*REQUIREMENT*. Leave out the pictures; transcribe all else exactly.

## BEGIN

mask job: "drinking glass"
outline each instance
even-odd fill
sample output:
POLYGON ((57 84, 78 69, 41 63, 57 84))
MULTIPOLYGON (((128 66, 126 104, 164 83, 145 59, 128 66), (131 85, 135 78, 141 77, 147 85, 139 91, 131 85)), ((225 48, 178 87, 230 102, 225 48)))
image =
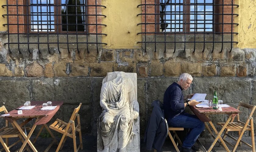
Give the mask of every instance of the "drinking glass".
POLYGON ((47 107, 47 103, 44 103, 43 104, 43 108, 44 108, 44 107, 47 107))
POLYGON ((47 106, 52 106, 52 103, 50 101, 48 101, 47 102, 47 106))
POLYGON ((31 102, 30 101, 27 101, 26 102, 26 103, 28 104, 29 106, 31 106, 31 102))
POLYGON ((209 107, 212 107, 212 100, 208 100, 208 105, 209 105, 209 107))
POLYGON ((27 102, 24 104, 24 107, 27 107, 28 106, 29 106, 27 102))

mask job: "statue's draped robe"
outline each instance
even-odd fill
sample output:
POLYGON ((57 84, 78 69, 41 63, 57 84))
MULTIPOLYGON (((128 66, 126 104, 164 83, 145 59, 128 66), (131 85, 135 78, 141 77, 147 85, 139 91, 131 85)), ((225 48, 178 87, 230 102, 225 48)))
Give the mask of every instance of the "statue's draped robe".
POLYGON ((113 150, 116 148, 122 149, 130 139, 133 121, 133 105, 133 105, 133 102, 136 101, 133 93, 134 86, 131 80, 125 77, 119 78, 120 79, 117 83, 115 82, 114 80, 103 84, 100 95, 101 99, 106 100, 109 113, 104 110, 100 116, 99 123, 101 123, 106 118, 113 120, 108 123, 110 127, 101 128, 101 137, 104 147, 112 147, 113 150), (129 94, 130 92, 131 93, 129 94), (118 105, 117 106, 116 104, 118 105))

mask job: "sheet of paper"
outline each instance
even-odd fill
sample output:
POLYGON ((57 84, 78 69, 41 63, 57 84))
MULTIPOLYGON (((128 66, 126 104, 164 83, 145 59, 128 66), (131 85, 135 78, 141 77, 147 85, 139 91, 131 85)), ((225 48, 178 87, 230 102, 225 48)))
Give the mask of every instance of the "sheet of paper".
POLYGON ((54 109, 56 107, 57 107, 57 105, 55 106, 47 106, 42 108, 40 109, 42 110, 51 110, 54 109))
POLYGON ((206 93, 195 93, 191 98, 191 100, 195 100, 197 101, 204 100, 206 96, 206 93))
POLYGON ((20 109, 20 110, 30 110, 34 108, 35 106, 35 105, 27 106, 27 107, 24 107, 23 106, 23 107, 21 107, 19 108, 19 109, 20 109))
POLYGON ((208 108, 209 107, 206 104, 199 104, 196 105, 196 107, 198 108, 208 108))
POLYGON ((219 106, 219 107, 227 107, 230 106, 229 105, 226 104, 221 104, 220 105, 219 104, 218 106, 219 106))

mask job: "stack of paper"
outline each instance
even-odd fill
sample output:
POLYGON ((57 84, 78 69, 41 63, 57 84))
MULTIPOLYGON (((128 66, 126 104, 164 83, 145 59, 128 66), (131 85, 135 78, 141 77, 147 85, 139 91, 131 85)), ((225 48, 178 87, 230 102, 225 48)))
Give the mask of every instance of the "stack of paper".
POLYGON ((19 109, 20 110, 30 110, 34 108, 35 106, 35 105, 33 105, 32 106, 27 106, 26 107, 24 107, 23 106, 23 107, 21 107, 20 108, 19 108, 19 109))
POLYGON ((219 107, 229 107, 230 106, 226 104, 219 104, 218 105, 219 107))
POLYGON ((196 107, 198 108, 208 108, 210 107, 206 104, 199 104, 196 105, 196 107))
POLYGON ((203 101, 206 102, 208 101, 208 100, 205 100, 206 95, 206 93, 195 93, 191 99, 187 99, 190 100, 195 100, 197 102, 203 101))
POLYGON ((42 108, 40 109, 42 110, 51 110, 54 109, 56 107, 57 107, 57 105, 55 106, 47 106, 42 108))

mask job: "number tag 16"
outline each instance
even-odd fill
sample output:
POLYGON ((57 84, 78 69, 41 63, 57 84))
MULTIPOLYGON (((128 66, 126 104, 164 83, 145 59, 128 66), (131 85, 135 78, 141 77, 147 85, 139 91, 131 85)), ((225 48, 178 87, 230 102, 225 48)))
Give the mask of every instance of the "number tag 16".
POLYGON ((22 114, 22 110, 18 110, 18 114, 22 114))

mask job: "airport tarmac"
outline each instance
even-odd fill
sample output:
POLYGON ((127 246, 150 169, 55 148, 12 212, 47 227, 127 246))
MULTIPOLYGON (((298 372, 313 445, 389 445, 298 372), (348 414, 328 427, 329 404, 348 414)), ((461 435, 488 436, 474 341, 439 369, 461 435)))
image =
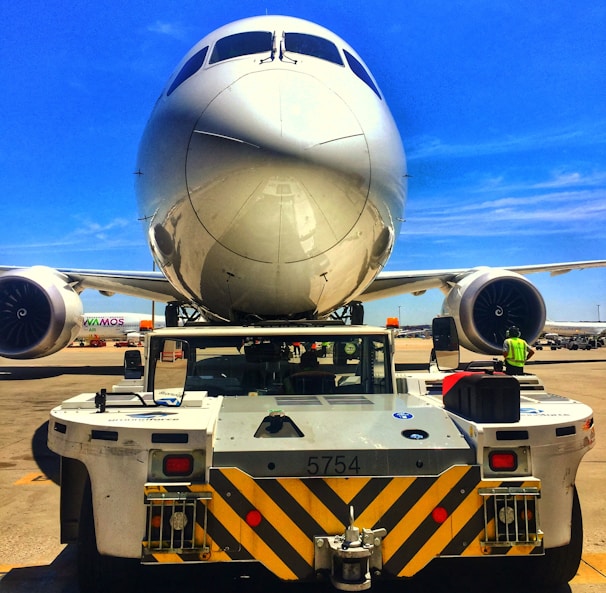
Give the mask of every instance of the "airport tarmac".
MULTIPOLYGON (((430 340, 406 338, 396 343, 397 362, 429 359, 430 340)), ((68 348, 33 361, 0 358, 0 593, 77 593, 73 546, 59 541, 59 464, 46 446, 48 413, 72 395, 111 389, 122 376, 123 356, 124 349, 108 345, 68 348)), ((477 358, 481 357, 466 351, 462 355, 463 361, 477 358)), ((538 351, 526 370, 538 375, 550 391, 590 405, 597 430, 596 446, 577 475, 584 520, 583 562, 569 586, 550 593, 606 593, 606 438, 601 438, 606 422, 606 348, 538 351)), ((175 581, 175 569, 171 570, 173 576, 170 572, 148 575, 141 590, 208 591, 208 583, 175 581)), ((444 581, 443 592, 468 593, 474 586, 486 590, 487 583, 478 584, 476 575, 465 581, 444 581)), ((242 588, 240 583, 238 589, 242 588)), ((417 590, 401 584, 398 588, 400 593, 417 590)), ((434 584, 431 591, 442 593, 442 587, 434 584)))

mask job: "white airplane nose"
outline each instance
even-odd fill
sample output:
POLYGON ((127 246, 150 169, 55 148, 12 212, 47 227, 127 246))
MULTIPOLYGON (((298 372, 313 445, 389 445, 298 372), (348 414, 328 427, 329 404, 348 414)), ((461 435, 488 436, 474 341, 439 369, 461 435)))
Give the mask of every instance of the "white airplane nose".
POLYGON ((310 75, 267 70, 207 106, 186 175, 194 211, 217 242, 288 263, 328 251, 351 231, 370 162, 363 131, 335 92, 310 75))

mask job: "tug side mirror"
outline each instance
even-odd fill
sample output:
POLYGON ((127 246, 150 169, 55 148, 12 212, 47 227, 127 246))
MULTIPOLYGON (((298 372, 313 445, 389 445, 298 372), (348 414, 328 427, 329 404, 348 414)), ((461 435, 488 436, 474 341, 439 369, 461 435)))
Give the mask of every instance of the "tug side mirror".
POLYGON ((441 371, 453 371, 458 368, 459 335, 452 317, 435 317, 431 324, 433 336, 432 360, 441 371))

## END

*COMPLETE OUTPUT*.
mask job: "drinking glass"
outline each instance
even-odd fill
sample output:
POLYGON ((57 84, 78 69, 41 63, 57 84))
MULTIPOLYGON (((128 66, 126 104, 164 83, 145 59, 128 66), (131 85, 135 78, 141 77, 147 85, 139 91, 131 85)), ((225 48, 178 87, 230 102, 225 48)))
image =
Give the mask of every instance of the "drinking glass".
POLYGON ((47 107, 47 103, 44 103, 43 104, 43 108, 44 108, 44 107, 47 107))
POLYGON ((47 106, 52 106, 52 103, 50 101, 48 101, 47 102, 47 106))
POLYGON ((31 102, 30 101, 27 101, 26 102, 26 103, 28 104, 29 106, 31 106, 31 102))
POLYGON ((209 107, 212 107, 212 100, 208 100, 208 105, 209 105, 209 107))
POLYGON ((27 102, 24 104, 24 107, 27 107, 28 106, 29 106, 27 102))

mask job: "statue's draped robe"
outline each instance
even-odd fill
sample output:
POLYGON ((57 84, 78 69, 41 63, 57 84))
MULTIPOLYGON (((128 66, 126 104, 164 83, 145 59, 128 66), (131 85, 135 78, 141 77, 147 85, 139 91, 131 85)), ((225 48, 178 87, 230 102, 225 48)))
Give the mask of every instance of the "statue's draped robe".
POLYGON ((113 150, 116 148, 122 149, 130 139, 133 121, 133 105, 133 105, 133 102, 136 101, 133 93, 134 86, 131 80, 125 77, 119 78, 120 79, 117 83, 115 82, 114 80, 103 84, 100 95, 101 99, 106 100, 109 113, 104 110, 100 116, 99 123, 101 123, 106 118, 113 120, 108 123, 110 127, 101 128, 101 137, 104 147, 112 147, 113 150), (129 94, 130 92, 131 93, 129 94), (118 105, 117 106, 116 104, 118 105))

mask job: "sheet of paper"
outline each instance
even-odd fill
sample output:
POLYGON ((57 84, 78 69, 41 63, 57 84))
MULTIPOLYGON (((128 66, 126 104, 164 83, 145 59, 128 66), (131 85, 135 78, 141 77, 147 85, 139 91, 131 85)), ((225 48, 178 87, 230 102, 225 48)))
Give the mask of every instance of the "sheet of paper".
POLYGON ((54 109, 56 107, 57 107, 57 105, 55 106, 47 106, 42 108, 40 109, 42 110, 51 110, 54 109))
POLYGON ((206 93, 195 93, 191 98, 191 100, 195 100, 197 101, 204 100, 206 96, 206 93))
POLYGON ((20 109, 20 110, 30 110, 34 108, 35 106, 35 105, 27 106, 27 107, 24 107, 23 106, 23 107, 21 107, 19 108, 19 109, 20 109))
POLYGON ((208 108, 209 107, 206 104, 199 104, 196 105, 196 107, 198 108, 208 108))
POLYGON ((219 106, 219 107, 227 107, 230 106, 229 105, 226 104, 221 104, 220 105, 219 104, 218 106, 219 106))

mask job: "stack of paper"
outline each instance
even-odd fill
sample output:
POLYGON ((57 84, 78 69, 41 63, 57 84))
MULTIPOLYGON (((128 66, 126 104, 164 83, 145 59, 128 66), (131 85, 135 78, 141 77, 147 85, 139 91, 131 85)), ((225 48, 178 87, 230 102, 225 48)))
Give the mask of every instance of the "stack of paper".
POLYGON ((19 109, 20 110, 30 110, 34 108, 35 106, 35 105, 33 105, 32 106, 27 106, 26 107, 24 107, 23 106, 23 107, 21 107, 20 108, 19 108, 19 109))
POLYGON ((219 107, 229 107, 230 106, 226 104, 219 104, 218 105, 219 107))
POLYGON ((196 107, 198 108, 208 108, 210 107, 206 104, 199 104, 196 105, 196 107))
POLYGON ((203 101, 206 102, 208 101, 208 100, 205 100, 206 95, 206 93, 195 93, 191 99, 187 99, 190 100, 195 100, 197 102, 203 101))
POLYGON ((42 108, 40 109, 42 110, 51 110, 54 109, 56 107, 57 107, 57 105, 55 106, 47 106, 42 108))

mask job: "number tag 16"
outline each instance
even-odd fill
sample output:
POLYGON ((57 84, 78 69, 41 63, 57 84))
MULTIPOLYGON (((128 66, 126 104, 164 83, 145 59, 128 66), (131 85, 135 78, 141 77, 147 85, 139 91, 131 85)), ((225 48, 178 87, 230 102, 225 48)))
Give the mask of every instance of the "number tag 16".
POLYGON ((22 114, 22 110, 18 110, 18 114, 22 114))

mask job: "airport tarmac"
outline each instance
even-odd fill
sample output:
POLYGON ((127 246, 150 169, 55 148, 12 212, 47 227, 127 246))
MULTIPOLYGON (((298 372, 313 445, 389 445, 298 372), (348 414, 328 427, 329 404, 348 414)), ((461 435, 488 436, 474 341, 439 369, 461 435)))
image =
Give the mask of every instance of the "airport tarmac".
MULTIPOLYGON (((430 340, 406 338, 396 343, 397 362, 429 359, 430 340)), ((68 348, 33 361, 0 358, 0 593, 77 593, 73 546, 59 541, 59 464, 46 446, 48 413, 72 395, 111 389, 122 376, 123 356, 124 349, 108 345, 68 348)), ((477 358, 481 357, 466 351, 462 355, 463 361, 477 358)), ((538 351, 526 370, 538 375, 550 391, 590 405, 597 430, 596 446, 577 475, 584 520, 583 562, 569 586, 550 593, 606 593, 606 438, 601 438, 606 422, 606 348, 538 351)), ((175 581, 175 569, 171 570, 173 576, 170 572, 148 575, 141 590, 208 591, 208 583, 175 581)), ((444 581, 443 592, 468 593, 474 586, 486 590, 487 583, 478 584, 476 575, 465 581, 444 581)), ((242 588, 240 583, 238 589, 242 588)), ((417 590, 401 584, 398 588, 400 593, 417 590)), ((434 584, 431 591, 442 593, 442 587, 434 584)))

mask job: "white airplane nose"
outline each instance
even-odd fill
sample output:
POLYGON ((127 246, 150 169, 55 148, 12 212, 47 227, 127 246))
MULTIPOLYGON (((298 372, 313 445, 389 445, 298 372), (348 414, 328 427, 329 404, 348 414)), ((461 435, 488 436, 474 341, 439 369, 461 435)))
Give the mask of every instance of the "white airplane nose".
POLYGON ((310 75, 267 70, 207 106, 186 175, 194 211, 217 242, 288 263, 328 251, 351 231, 370 162, 363 131, 335 92, 310 75))

mask job: "tug side mirror"
outline each instance
even-odd fill
sample output:
POLYGON ((127 246, 150 169, 55 148, 12 212, 47 227, 127 246))
MULTIPOLYGON (((298 372, 313 445, 389 445, 298 372), (348 414, 328 427, 329 404, 348 414)), ((461 435, 488 436, 474 341, 439 369, 461 435)))
Give the mask of every instance of the "tug side mirror".
POLYGON ((441 371, 453 371, 458 368, 459 335, 452 317, 435 317, 431 324, 433 336, 432 360, 441 371))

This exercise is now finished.